DATA TO PROCESS:
▽

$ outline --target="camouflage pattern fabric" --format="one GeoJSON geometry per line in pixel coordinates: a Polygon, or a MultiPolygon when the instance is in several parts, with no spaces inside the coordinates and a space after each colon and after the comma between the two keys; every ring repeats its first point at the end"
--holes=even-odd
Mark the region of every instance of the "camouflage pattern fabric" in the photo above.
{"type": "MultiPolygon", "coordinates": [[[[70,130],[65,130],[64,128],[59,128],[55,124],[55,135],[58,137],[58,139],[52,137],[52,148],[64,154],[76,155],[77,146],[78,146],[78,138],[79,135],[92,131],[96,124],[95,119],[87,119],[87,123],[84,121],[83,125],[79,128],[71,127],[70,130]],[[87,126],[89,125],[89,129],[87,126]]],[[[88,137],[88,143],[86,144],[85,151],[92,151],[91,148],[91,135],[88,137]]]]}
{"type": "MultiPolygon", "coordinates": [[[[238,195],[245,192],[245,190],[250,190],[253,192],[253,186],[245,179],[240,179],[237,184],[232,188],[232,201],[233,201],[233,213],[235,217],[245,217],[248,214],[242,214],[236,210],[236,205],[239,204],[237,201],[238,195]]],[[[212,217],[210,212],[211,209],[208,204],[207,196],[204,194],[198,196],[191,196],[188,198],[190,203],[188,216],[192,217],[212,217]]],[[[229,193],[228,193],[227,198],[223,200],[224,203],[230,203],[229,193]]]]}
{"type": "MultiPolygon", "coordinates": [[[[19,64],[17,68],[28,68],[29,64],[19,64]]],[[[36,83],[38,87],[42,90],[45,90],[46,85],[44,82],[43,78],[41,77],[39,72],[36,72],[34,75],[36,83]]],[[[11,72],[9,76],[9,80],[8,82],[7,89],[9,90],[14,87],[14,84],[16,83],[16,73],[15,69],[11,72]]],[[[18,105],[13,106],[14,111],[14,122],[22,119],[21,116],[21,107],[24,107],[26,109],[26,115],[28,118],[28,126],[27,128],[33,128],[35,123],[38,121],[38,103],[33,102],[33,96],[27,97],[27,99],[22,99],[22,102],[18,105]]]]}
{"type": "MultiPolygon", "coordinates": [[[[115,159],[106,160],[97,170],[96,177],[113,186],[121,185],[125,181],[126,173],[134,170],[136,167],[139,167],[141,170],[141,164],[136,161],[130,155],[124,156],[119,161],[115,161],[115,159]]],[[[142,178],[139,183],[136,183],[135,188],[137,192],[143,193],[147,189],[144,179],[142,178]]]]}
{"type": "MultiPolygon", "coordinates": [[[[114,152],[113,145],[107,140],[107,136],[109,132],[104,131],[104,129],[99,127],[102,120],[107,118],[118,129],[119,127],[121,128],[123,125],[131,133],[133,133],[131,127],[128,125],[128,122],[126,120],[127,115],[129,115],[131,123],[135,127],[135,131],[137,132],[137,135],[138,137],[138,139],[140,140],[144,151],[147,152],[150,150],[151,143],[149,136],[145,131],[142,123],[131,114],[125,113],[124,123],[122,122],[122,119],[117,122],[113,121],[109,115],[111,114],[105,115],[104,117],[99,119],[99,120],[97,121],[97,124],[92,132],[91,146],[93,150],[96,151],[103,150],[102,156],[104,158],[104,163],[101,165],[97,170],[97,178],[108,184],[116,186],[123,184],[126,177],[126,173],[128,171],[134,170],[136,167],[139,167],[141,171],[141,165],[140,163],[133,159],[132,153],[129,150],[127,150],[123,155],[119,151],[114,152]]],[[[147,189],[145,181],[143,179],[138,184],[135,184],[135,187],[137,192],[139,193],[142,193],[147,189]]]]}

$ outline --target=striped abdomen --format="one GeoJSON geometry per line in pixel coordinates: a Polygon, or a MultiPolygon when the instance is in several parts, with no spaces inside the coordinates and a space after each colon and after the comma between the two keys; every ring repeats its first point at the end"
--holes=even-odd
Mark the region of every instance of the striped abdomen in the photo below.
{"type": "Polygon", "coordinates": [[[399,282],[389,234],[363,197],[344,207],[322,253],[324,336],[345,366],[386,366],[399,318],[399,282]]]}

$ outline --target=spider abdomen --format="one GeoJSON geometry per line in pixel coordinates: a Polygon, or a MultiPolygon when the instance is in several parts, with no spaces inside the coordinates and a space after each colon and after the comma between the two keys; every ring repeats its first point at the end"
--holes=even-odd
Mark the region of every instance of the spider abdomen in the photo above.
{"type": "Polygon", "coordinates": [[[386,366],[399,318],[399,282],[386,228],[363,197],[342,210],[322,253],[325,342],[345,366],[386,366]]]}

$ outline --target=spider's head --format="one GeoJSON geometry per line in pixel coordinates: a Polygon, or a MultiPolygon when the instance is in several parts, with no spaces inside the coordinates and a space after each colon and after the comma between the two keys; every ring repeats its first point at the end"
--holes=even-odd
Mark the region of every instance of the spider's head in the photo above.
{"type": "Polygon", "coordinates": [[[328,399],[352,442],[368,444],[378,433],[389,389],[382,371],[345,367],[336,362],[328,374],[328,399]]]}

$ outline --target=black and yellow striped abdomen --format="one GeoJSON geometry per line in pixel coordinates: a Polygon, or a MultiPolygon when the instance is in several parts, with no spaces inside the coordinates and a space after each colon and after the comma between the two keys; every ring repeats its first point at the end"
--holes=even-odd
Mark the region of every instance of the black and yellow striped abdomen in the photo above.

△

WHAT THE TASK ASKS:
Extract all of the data above without altering anything.

EXERCISE ANSWER:
$ outline --target="camouflage pattern fabric" --format="one GeoJSON geometry per line in pixel coordinates: a Polygon, or a MultiPolygon when the instance is in several parts, with no spaces inside the coordinates and a space after each colon and after the comma between the two keys; every ring repeats its first point at the end"
--holes=even-odd
Mark the region of every instance of the "camouflage pattern fabric" in the photo above.
{"type": "MultiPolygon", "coordinates": [[[[70,130],[65,130],[64,128],[59,128],[55,124],[55,135],[58,137],[58,139],[52,137],[52,148],[64,154],[76,155],[77,146],[78,146],[78,138],[79,135],[92,131],[96,124],[95,119],[87,119],[87,123],[84,121],[83,125],[79,128],[71,127],[70,130]],[[87,126],[89,125],[89,129],[87,126]]],[[[88,137],[88,143],[86,144],[85,151],[92,151],[91,148],[91,135],[88,137]]]]}
{"type": "MultiPolygon", "coordinates": [[[[238,195],[245,192],[245,190],[250,190],[253,192],[253,186],[245,179],[240,179],[237,184],[232,188],[232,201],[233,201],[233,213],[235,217],[245,217],[248,214],[242,214],[236,210],[236,205],[239,204],[237,201],[238,195]]],[[[212,217],[210,212],[211,209],[208,204],[207,196],[204,194],[198,196],[191,196],[188,198],[190,203],[188,216],[192,217],[212,217]]],[[[229,193],[228,193],[227,198],[223,200],[224,203],[230,203],[229,193]]]]}
{"type": "MultiPolygon", "coordinates": [[[[19,64],[17,68],[28,68],[29,64],[19,64]]],[[[36,83],[38,87],[42,90],[45,90],[46,85],[44,82],[43,78],[41,77],[39,72],[36,72],[34,75],[36,83]]],[[[11,72],[9,76],[9,80],[8,82],[7,89],[9,90],[14,87],[14,84],[16,83],[16,73],[15,69],[11,72]]],[[[18,105],[13,106],[14,111],[14,122],[22,119],[21,116],[21,107],[24,107],[26,109],[26,115],[28,118],[28,126],[27,128],[33,128],[35,123],[38,121],[38,103],[33,102],[33,96],[27,97],[27,99],[22,99],[22,102],[18,105]]]]}
{"type": "MultiPolygon", "coordinates": [[[[115,159],[106,160],[97,170],[96,177],[113,186],[121,185],[125,181],[126,173],[134,170],[136,167],[139,167],[141,170],[141,164],[136,161],[130,155],[124,156],[119,161],[115,161],[115,159]]],[[[142,178],[139,183],[136,183],[135,188],[137,192],[143,193],[147,189],[144,179],[142,178]]]]}
{"type": "MultiPolygon", "coordinates": [[[[114,152],[113,145],[107,140],[107,136],[109,132],[104,131],[104,129],[99,127],[102,120],[107,118],[118,129],[119,127],[121,128],[123,125],[131,133],[133,133],[131,127],[128,125],[128,122],[126,120],[127,115],[129,115],[131,123],[135,127],[135,131],[137,132],[137,135],[138,137],[138,139],[140,140],[144,151],[147,152],[150,150],[151,143],[149,136],[145,131],[142,123],[131,114],[125,113],[124,123],[122,122],[122,119],[117,122],[113,121],[109,115],[111,114],[105,115],[104,117],[99,119],[99,120],[97,121],[97,124],[92,132],[91,146],[93,150],[96,151],[103,150],[102,156],[104,158],[104,163],[101,165],[97,170],[97,178],[108,184],[116,186],[123,184],[126,177],[126,173],[128,171],[134,170],[136,167],[139,167],[141,171],[141,165],[140,163],[133,159],[132,153],[129,150],[127,150],[123,155],[119,151],[114,152]]],[[[147,189],[145,181],[143,179],[138,184],[135,184],[135,187],[137,192],[139,193],[142,193],[147,189]]]]}

$ outline --target=striped abdomen --format="one GeoJSON geometry per line in pixel coordinates: a Polygon, or a MultiPolygon when the instance is in several parts, with no spaces inside the coordinates and a space after each colon and after the comma between the two keys; every ring repeats its first point at the end"
--holes=even-odd
Mark the region of every instance of the striped abdomen in the photo below.
{"type": "Polygon", "coordinates": [[[399,282],[389,234],[363,197],[344,207],[322,253],[324,336],[345,366],[386,366],[399,318],[399,282]]]}

$ outline --target=spider abdomen --format="one GeoJSON geometry per line in pixel coordinates: a Polygon, or a MultiPolygon when the instance is in several parts, with no spaces inside the coordinates and a space after each colon and after the comma between the two keys; every ring repeats its first point at the end"
--holes=even-odd
Mark the region of every instance of the spider abdomen in the photo above.
{"type": "Polygon", "coordinates": [[[386,366],[399,318],[399,282],[386,228],[363,197],[342,210],[322,253],[325,342],[345,366],[386,366]]]}

$ outline --target=spider's head --format="one GeoJSON geometry per line in pixel coordinates: a Polygon, or a MultiPolygon when the instance is in several parts, with no spaces inside the coordinates and a space after each colon and after the comma between the two keys; every ring repeats its first point at the end"
--holes=even-odd
Mark the region of every instance of the spider's head in the photo above.
{"type": "Polygon", "coordinates": [[[328,399],[352,442],[368,444],[378,433],[389,389],[382,371],[345,367],[336,362],[328,374],[328,399]]]}

$ outline --target=black and yellow striped abdomen --format="one GeoJSON geometry per line in pixel coordinates: a Polygon, or a MultiPolygon when the instance is in several parts, with no spaces inside the coordinates and a space after each colon and after the comma between the two keys; every ring repeats its first point at the end"
--holes=even-odd
Mark the region of every instance of the black and yellow striped abdomen in the photo above.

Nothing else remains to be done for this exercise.